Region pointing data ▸
==========

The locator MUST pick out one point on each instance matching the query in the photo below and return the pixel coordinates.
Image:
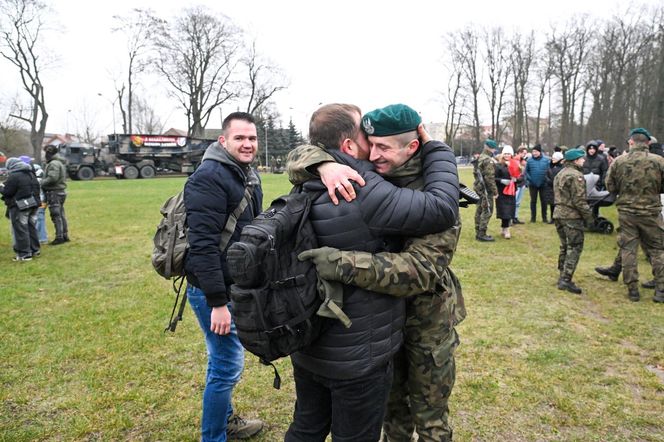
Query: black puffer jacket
(380, 209)
(210, 195)
(598, 165)
(22, 183)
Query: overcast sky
(371, 53)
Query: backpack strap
(229, 228)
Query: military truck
(134, 156)
(143, 156)
(85, 161)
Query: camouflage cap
(390, 120)
(574, 154)
(490, 143)
(640, 130)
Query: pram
(596, 199)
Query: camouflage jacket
(421, 268)
(302, 160)
(569, 190)
(485, 175)
(638, 179)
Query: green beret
(390, 120)
(574, 154)
(640, 130)
(492, 144)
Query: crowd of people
(562, 185)
(27, 192)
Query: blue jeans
(225, 364)
(41, 225)
(352, 409)
(519, 196)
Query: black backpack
(275, 296)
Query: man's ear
(347, 147)
(413, 146)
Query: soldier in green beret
(638, 179)
(424, 369)
(571, 211)
(485, 187)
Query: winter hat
(574, 154)
(394, 119)
(640, 130)
(13, 164)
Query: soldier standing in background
(424, 368)
(54, 185)
(485, 187)
(570, 212)
(638, 179)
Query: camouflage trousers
(570, 233)
(424, 374)
(483, 213)
(649, 231)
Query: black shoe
(566, 284)
(239, 428)
(612, 272)
(634, 295)
(484, 238)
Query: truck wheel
(131, 172)
(85, 174)
(147, 172)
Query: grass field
(83, 355)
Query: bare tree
(464, 47)
(455, 102)
(264, 80)
(198, 57)
(147, 120)
(522, 57)
(138, 27)
(498, 69)
(569, 50)
(21, 27)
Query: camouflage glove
(326, 260)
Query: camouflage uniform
(571, 210)
(485, 187)
(424, 368)
(638, 179)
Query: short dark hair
(244, 116)
(332, 123)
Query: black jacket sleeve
(206, 199)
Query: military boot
(239, 428)
(567, 284)
(612, 272)
(484, 237)
(633, 294)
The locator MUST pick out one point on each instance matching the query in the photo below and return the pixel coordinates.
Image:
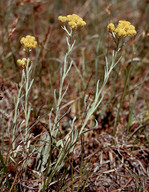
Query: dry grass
(111, 156)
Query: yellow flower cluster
(73, 20)
(29, 42)
(22, 62)
(124, 28)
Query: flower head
(22, 62)
(111, 27)
(29, 42)
(74, 21)
(123, 29)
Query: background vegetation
(112, 154)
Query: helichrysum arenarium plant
(123, 30)
(29, 43)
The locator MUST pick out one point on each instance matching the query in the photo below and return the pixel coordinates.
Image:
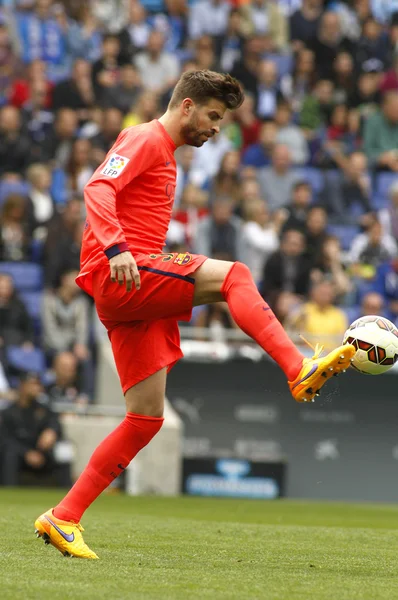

==========

PROBLEM TO WORK ON ▸ Repeat the records exactly, without the pictures.

RESULT FOR THIS TASK ▸
The locator MUST pick out one point on each instance matching the query in the photo below and return the pixel coordinates.
Image:
Query: black puffer jacket
(380, 209)
(210, 195)
(598, 165)
(22, 183)
Query: overcast sky
(371, 53)
Query: backpack strap
(229, 228)
Query: military truck
(134, 156)
(143, 156)
(85, 161)
Query: camouflage cap
(390, 120)
(574, 154)
(490, 143)
(640, 130)
Query: pram
(596, 199)
Query: camouflage jacket
(421, 268)
(302, 160)
(569, 190)
(485, 175)
(638, 179)
Query: green beret
(390, 120)
(574, 154)
(640, 130)
(492, 144)
Query: crowd of people
(562, 185)
(27, 192)
Query: blue jeans
(225, 364)
(41, 225)
(352, 409)
(519, 196)
Query: black backpack
(275, 296)
Query: man's ear
(347, 147)
(413, 146)
Query: soldier in green beret
(638, 179)
(424, 369)
(571, 211)
(485, 187)
Query: winter hat
(574, 154)
(394, 119)
(640, 130)
(13, 164)
Query: soldier standing in background
(424, 368)
(54, 185)
(485, 187)
(570, 212)
(638, 179)
Query: camouflage trousers
(570, 233)
(424, 374)
(483, 213)
(649, 231)
Query: black shoe
(566, 284)
(239, 428)
(612, 272)
(634, 295)
(484, 238)
Query: truck wheel
(131, 172)
(85, 174)
(147, 172)
Query: grass field
(83, 355)
Query: bare tree
(464, 47)
(455, 102)
(264, 80)
(198, 57)
(147, 120)
(522, 57)
(138, 27)
(498, 69)
(569, 50)
(21, 27)
Query: camouflage glove
(326, 260)
Query: camouflage uniform
(571, 210)
(485, 187)
(424, 368)
(638, 179)
Query: short dark hair
(244, 116)
(332, 123)
Query: black jacket sleeve
(206, 199)
Query: military boot
(239, 428)
(567, 284)
(612, 272)
(484, 237)
(633, 294)
The locator MUST pick out one point on each instance matching the query in the photo below and return the pixel coordinates.
Image:
Query: dry grass
(111, 156)
Query: yellow flower cluster
(73, 20)
(29, 42)
(22, 62)
(124, 28)
Query: flower head
(22, 62)
(111, 27)
(29, 42)
(74, 21)
(123, 29)
Query: background vegetation
(112, 154)
Query: helichrysum arenarium plant
(123, 30)
(29, 43)
The locator MUST pick out one point on each instance matching the query in the photo below and return the pixel coordinates.
Image:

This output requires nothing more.